* **What you have to do**:
Print the line containing "Shot-chart audit: point to every instance of the white suv" and each line after it through the end, please, with nothing added.

* **Data rows**:
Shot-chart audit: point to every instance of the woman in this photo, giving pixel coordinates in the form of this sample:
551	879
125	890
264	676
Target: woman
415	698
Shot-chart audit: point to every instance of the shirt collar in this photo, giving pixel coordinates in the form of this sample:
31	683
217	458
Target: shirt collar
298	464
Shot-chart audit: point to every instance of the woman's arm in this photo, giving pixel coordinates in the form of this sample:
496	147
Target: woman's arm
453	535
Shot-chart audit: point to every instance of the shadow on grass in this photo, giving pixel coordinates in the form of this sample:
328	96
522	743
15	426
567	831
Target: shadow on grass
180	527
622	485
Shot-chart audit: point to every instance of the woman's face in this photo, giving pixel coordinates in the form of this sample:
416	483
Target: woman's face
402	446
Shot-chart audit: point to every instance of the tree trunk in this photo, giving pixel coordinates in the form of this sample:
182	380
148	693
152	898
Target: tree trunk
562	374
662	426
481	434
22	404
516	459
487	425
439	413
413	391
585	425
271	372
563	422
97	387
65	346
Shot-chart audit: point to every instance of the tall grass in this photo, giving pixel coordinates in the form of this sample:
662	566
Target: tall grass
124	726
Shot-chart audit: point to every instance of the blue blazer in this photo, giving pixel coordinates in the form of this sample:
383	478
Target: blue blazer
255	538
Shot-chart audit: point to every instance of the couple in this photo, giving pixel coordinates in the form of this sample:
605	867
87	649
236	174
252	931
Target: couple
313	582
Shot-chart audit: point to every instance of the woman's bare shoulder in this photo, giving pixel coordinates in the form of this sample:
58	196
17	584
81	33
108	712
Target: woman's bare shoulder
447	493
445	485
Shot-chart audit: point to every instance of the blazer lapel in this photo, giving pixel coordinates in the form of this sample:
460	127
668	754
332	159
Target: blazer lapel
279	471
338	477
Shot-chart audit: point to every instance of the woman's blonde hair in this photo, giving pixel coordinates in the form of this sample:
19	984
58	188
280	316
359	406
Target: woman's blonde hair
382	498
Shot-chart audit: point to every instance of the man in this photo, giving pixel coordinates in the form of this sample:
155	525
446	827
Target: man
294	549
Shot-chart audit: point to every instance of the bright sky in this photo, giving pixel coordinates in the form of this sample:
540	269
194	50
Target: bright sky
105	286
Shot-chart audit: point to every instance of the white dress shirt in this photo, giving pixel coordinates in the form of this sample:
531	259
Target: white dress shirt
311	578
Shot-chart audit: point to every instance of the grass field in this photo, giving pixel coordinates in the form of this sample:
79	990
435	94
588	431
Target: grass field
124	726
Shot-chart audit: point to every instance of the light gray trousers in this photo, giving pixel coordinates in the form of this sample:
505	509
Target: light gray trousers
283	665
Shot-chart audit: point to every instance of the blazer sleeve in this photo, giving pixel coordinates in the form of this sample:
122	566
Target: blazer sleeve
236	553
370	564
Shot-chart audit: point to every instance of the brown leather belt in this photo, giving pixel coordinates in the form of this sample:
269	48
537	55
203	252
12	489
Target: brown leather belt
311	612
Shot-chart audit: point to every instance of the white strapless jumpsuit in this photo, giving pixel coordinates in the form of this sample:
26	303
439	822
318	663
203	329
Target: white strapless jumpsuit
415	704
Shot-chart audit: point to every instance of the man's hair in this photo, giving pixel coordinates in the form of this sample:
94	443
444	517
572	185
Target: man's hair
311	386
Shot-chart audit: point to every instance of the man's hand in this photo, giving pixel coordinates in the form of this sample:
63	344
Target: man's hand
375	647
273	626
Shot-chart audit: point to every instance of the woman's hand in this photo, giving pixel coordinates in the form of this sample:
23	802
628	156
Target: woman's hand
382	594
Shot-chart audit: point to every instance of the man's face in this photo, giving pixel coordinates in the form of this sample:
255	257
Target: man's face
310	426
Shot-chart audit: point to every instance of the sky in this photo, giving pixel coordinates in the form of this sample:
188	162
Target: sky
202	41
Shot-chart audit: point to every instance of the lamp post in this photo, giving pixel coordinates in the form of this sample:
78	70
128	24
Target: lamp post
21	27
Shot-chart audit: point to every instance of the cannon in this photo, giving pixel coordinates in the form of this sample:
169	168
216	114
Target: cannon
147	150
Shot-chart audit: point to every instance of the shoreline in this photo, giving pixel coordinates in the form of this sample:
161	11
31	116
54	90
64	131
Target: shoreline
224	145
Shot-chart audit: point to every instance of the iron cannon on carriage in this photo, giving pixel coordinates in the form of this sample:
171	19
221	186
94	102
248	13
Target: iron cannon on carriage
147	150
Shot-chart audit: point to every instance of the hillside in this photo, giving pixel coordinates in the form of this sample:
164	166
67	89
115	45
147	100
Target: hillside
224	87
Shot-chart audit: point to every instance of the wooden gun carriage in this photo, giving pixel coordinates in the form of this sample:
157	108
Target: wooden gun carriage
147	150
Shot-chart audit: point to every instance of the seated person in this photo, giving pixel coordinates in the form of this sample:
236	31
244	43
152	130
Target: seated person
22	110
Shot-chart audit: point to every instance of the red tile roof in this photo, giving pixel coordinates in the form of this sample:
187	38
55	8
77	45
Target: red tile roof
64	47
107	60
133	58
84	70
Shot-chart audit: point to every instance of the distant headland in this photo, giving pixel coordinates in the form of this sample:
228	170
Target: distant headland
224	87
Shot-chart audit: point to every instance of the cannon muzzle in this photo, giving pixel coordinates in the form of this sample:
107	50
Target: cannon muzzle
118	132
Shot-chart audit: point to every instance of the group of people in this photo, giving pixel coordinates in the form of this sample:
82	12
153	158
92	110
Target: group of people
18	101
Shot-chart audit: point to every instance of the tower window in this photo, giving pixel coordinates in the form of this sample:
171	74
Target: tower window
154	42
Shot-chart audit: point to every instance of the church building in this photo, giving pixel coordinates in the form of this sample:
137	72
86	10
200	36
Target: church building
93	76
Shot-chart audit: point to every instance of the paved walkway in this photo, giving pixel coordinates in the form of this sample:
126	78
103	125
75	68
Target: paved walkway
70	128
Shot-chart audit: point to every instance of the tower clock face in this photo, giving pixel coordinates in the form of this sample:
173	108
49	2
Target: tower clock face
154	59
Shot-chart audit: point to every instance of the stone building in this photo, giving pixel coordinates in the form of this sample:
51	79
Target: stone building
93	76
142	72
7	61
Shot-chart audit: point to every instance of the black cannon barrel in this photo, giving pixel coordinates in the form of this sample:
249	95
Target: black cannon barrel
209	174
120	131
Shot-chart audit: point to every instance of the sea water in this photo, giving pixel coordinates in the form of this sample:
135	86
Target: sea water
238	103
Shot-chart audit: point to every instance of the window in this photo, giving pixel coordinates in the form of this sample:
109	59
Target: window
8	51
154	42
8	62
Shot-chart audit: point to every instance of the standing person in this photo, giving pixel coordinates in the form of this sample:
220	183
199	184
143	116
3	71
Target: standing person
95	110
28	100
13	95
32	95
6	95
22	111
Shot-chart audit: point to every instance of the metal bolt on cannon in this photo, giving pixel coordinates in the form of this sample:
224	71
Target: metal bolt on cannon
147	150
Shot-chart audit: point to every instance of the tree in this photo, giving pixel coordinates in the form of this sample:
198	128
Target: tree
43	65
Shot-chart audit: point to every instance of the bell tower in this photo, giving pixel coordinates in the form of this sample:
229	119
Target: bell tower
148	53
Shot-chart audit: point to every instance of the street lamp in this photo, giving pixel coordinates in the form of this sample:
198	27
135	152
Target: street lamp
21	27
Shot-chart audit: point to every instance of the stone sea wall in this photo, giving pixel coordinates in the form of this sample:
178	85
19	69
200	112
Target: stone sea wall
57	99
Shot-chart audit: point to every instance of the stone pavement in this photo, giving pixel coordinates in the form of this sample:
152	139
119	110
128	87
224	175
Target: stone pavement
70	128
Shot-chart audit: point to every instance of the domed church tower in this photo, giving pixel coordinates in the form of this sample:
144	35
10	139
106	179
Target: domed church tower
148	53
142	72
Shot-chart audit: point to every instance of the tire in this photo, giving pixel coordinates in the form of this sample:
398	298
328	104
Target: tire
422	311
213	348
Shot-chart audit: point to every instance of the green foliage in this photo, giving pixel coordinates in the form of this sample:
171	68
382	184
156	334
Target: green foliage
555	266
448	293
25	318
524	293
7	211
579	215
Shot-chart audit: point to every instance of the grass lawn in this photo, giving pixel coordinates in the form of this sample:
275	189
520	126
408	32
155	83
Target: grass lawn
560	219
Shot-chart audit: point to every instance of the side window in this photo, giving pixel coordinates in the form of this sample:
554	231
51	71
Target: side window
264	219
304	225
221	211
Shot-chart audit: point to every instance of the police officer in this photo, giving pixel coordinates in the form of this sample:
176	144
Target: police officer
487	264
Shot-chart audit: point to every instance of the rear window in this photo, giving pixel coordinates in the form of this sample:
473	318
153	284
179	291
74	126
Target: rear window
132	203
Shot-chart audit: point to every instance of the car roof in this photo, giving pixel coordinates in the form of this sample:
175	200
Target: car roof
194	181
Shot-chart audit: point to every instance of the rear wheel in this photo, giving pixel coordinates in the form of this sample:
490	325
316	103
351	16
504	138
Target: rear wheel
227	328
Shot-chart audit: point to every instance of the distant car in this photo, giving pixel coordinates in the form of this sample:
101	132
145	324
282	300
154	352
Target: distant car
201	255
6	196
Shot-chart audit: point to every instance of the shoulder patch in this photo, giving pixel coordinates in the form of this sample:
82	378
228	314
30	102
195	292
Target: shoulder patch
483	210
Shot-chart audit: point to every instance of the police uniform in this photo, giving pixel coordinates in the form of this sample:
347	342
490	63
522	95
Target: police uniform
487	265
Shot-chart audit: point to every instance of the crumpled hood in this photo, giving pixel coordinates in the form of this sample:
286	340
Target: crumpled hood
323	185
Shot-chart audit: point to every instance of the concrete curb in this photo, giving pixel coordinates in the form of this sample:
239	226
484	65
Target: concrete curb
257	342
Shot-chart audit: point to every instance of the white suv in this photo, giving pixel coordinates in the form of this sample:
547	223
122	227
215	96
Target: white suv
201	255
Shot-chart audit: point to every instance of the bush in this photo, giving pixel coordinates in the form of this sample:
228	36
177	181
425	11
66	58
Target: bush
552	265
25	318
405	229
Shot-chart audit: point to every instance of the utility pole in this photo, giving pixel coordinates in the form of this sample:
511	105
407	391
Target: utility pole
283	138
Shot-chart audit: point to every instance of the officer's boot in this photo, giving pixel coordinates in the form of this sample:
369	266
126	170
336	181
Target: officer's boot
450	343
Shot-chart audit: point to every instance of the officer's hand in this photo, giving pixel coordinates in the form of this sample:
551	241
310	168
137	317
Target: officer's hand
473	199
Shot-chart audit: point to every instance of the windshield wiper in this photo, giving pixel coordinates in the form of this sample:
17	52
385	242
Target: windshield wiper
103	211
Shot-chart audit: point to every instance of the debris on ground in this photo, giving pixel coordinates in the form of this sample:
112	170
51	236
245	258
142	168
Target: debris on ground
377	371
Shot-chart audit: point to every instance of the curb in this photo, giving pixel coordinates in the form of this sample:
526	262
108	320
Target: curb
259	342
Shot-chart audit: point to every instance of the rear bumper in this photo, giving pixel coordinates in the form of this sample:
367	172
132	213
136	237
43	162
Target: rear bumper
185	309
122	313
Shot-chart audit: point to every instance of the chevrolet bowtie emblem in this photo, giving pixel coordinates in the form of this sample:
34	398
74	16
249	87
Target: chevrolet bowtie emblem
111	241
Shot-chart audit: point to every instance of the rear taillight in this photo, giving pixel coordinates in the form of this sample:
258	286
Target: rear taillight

* **Solution to the problem**:
Shot-chart audit: point to every instance of the white suv in this photo, giving pixel coordinates in the form of this sample:
547	223
122	227
215	96
Target: white suv
201	255
Shot-chart audit: point to every instance of the bush in this photo, giving pixel coordinates in the form of this sample:
228	36
177	181
425	11
66	58
Target: bush
552	265
25	318
405	229
Shot-chart audit: point to every instance of the utility pole in this photo, giving pixel coordinates in the form of this sample:
511	105
407	391
Target: utility pole
283	138
Shot-chart audit: point to every instance of the officer's boot in this photo, giving pixel coordinates in the form of this sample:
369	266
126	170
336	181
Target: officer's boot
450	343
Shot-chart audit: point to every instance of the officer's hand in this photo, giving pixel coordinates in the form of this sample:
551	241
310	168
137	317
Target: officer's hand
473	199
Shot-chart audit: point to every instance of the windshield wiper in this photo, giving pixel coordinates in the form of this sample:
17	52
385	242
Target: windshield wiper
103	211
Shot-chart audit: point to every instance of the debris on ground in this photo, giving pixel coordinates in the form of this sample:
112	170
51	236
245	258
142	168
Target: debris on ground
377	371
Shot-chart audit: point to every instance of the curb in this photo, giving pixel coordinates in the form of this sample:
526	262
108	320
Target: curb
259	342
Shot-chart audit: point to every instance of the rear bumper in this photo, giving pixel coordinates in the form of this sample:
367	172
132	213
136	237
43	162
Target: rear bumper
185	309
122	313
Shot-chart audit: point to every instance of the chevrolet bowtie emblem in this photo, giving pixel coordinates in the form of this sample:
34	398
74	16
249	87
Target: chevrolet bowtie emblem
111	241
Shot-chart audit: point to every instance of the rear taillight in this photo, giving pixel coordinates in the form of this sample:
258	286
Target: rear taillight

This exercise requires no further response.